Exercise prompt: Pick up the patch review excerpt on copy-on-write PTE handling right after its final line and write what comes next.

I will consider it again.

> > +
> > +       ptl = pte_lockptr(mm, pmd);
> > +       spin_lock(ptl);
> > +       if (!alloc)
> > +               ret = zap_cow_pte(vma, pmd, addr);
> > +       else
> > +               ret = break_cow_pte(vma, pmd, addr);
> 
> Better as
> 
> 	if (alloc)
> 		break_cow_pte()
> 	else
> 		zap_cow_pte()

Great!
Thanks.

> > +       spin_unlock(ptl);
> > +
> > +       return ret;
> > +}
> > +
> >   /*
> >    * These routines also need to handle stuff like marking pages dirty
> >    * and/or accessed for architectures that don't do it in hardware (most
> > @@ -4825,6 +5028,19 @@ static vm_fault_t __handle_mm_fault(struct vm_area_struct *vma,
> >                                  return 0;
> >                          }
> >                  }
> > +
> > +               /* When the PMD entry is set with write protection, it needs to
> > +                * handle the on-demand PTE. It will allocate a new PTE and copy
> > +                * the old one, then set this entry writeable and decrease the
> > +                * reference count at COW PTE.

Information supplied:
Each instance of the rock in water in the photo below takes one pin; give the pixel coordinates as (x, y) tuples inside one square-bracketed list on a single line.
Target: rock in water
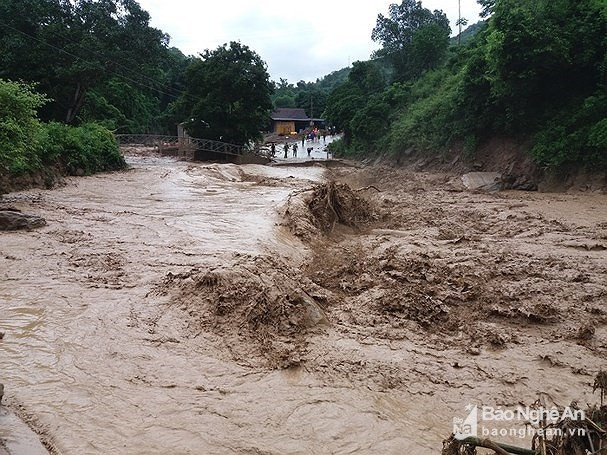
[(11, 221), (485, 181)]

Answer to the task:
> > +                */
> > +               if (test_bit(MMF_COW_PGTABLE, &mm->flags) &&
> > +                   !pmd_none(vmf.orig_pmd) && !pmd_write(vmf.orig_pmd)) {
> > +                       if (handle_cow_pte(vmf.vma, vmf.pmd, vmf.real_address,
> > +                          (cow_pte_refcount_read(&vmf.orig_pmd) > 1) ?
> > +                          true : false) < 0)
> 
> (condition ? true : false) is exactly the same as (condition)
> 

I knew. ;-)

Again, thanks!